» **Arbeitsanweisungen**:
1. Prüfen Sie, ob die folgenden Aussagen mit dem Textauszug übereinstimmen: (a) Politikerinnen und Politiker eilen von Erfolg zu Erfolg. (b) Kritik an Politikern darf nicht in Verachtung umschlagen. (c) Steuerbetrug gilt als Kavaliersdelikt. Beantworten Sie jede Aussage mit Ja oder Nein und zitieren Sie die entscheidenden Worte des Textauszugs wörtlich.
2. Geben Sie den Textauszug von „Paulus spricht zwei“ bis „unsere Achtung verdient.“ wortgetreu wieder.

» **Textauszug**:
━━━━━━━━━━━━━━━━

Mit dem Geist des Niedermachens kommen wir nicht durch diese schwierigen Zeiten. Wir brauchen einen anderen Geist: Zukunftsmut statt Untergangsstimmung. Bereitschaft zum Kompromiss statt im Empörungsmodus zu verharren. Gemeinsame Suche nach Lösungen statt Spaltungen zu vertiefen. Gott will uns diesen neuen Geist schenken. Ja, Gott setzt auf uns. Er will – auch durch uns! – der vergifteten Stimmung im Land etwas entgegensetzen.
Paulus spricht zwei konkrete Punkte an: „Gebt Ehre, dem die Ehre gebührt.“ Damit sind auch unsere Politikerinnen und Politiker gemeint. Würdigen wir eigentlich, was sie leisten? Sie nehmen ja einen Auftrag Gottes wahr, ob sie sich dessen bewusst sind oder nicht. Und indem sie sich für unser Land einsetzen, nehmen sie viel auf sich. Tagtäglich setzen sie sich öffentlicher Kritik aus. Sie eilen wahrlich nicht von Erfolg zu Erfolg, sondern müssen um mühsame Kompromisse ringen. Bei aller Kritik, die wir haben mögen – sie darf nicht in Verachtung umschlagen. Paulus trifft den Nagel auf Kopf: Kein Mensch kann ohne Anerkennung leben. Auch unsere Politiker nicht. Sie haben unseren Respekt und unsere Achtung verdient.
Noch ein heißes Eisen packt Paulus an: „So gebt nun jedem, was ihr schuldig seid: Steuer, dem die Steuer gebührt…“. Damit fragt er uns ganz unverblümt: „Zahlt ihr eigentlich eure Steuern?“ Und sagt klipp und klar: Steuerflucht und Steuerhinterziehung – nicht mit uns Christen! Trotzdem seufzen wir manchmal angesichts der Steuerlast. Dann hilft es, sich klar zu machen: Damit tragen wir mit dazu bei, unseren Sozialstaat zu erhalten. Ein Blick in andere Weltgegenden lehrt uns, welch hohes, schützenswertes Gut er ist. Darum ist Steuerbetrug kein Kavaliersdelikt. Er untergräbt die staatlich organisierte Solidarität zwischen Starken und Schwachen.

━━━━━━━━━━━━━━━━

» **Daten**:

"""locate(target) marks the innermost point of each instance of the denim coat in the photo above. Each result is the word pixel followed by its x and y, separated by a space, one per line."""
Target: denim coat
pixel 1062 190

━━━━━━━━━━━━━━━━

» **Antworten je Aufgabe**:
1.
(a) Nein: „Sie eilen wahrlich nicht von Erfolg zu Erfolg, sondern müssen um mühsame Kompromisse ringen.“
(b) Ja: „Bei aller Kritik, die wir haben mögen – sie darf nicht in Verachtung umschlagen.“
(c) Nein: „Darum ist Steuerbetrug kein Kavaliersdelikt.“

2.
Paulus spricht zwei konkrete Punkte an: „Gebt Ehre, dem die Ehre gebührt.“ Damit sind auch unsere Politikerinnen und Politiker gemeint. Würdigen wir eigentlich, was sie leisten? Sie nehmen ja einen Auftrag Gottes wahr, ob sie sich dessen bewusst sind oder nicht. Und indem sie sich für unser Land einsetzen, nehmen sie viel auf sich. Tagtäglich setzen sie sich öffentlicher Kritik aus. Sie eilen wahrlich nicht von Erfolg zu Erfolg, sondern müssen um mühsame Kompromisse ringen. Bei aller Kritik, die wir haben mögen – sie darf nicht in Verachtung umschlagen. Paulus trifft den Nagel auf Kopf: Kein Mensch kann ohne Anerkennung leben. Auch unsere Politiker nicht. Sie haben unseren Respekt und unsere Achtung verdient.